### [表示本文]
ロマンチックな仕事

ぶらっと、本屋に出かけた。

個人的に、本屋は自分を確認するバロメーターのひとつ。

一回りして、まったく興味を惹く本に会わなかったら、よっぽど疲れている証拠。

さっさと帰って、温かいものを飲んで、布団に包まった方がいい。

 

この時は、かなりいい出会いがあった。宇田智子著「市場のことば、本の声」。

那覇の市場通りで、古本屋を営んでいる店主の方が書かれた本だ。 

表紙や帯に書かれている言葉、ひとつひとつが魅力的で速攻買った。 

 

表紙の言葉に惹かれたのには、わけがある。

実態を知らずに勝手にロマンを感じる仕事がふたつあり、そのひとつが古本屋なのだ。

そして、以前那覇に行ったとき、偶然このお店に行き当たった。

那覇の市場の周りを歩き回っていた時に、貸店舗という札をいくつか見かけた。

### [提供資料]
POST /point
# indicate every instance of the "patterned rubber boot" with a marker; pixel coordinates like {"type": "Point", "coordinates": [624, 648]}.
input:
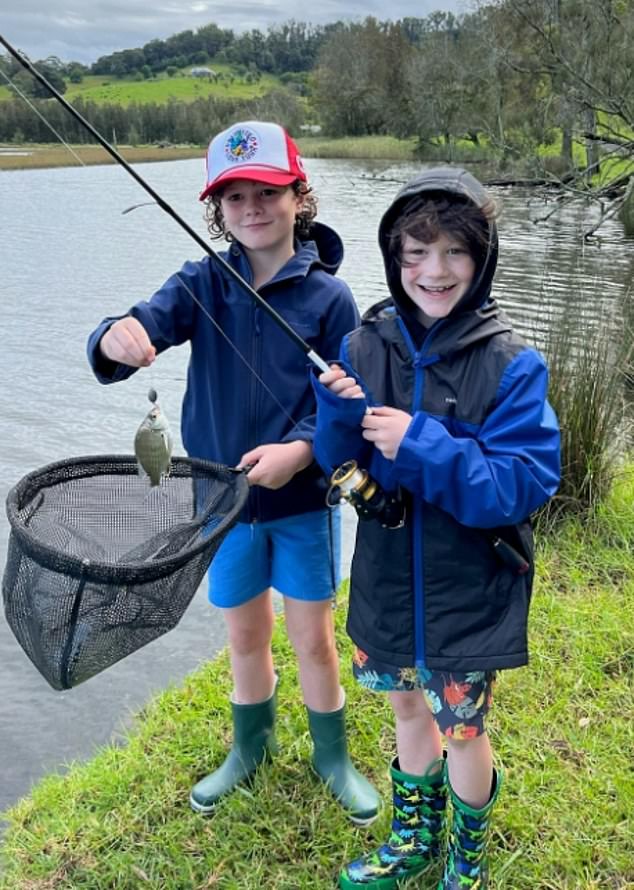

### [課題 1]
本屋についての上の文章で、本屋を一回りしても興味を惹く本に会わなかったときにした方がいいとされている行動をすべて挙げてください。
### [課題 2]
本屋についての上の文章の「那覇の市場通りで、古本屋を営んでいる店主の方が書かれた本だ。」から「そして、以前那覇に行ったとき、偶然このお店に行き当たった。」までを、「古本屋」を「書店」に置き換えて編集してください。

### [正解 1]
さっさと帰る、温かいものを飲む、布団に包まる

### [正解 2]
那覇の市場通りで、書店を営んでいる店主の方が書かれた本だ。 

表紙や帯に書かれている言葉、ひとつひとつが魅力的で速攻買った。 

 

表紙の言葉に惹かれたのには、わけがある。

実態を知らずに勝手にロマンを感じる仕事がふたつあり、そのひとつが書店なのだ。

そして、以前那覇に行ったとき、偶然このお店に行き当たった。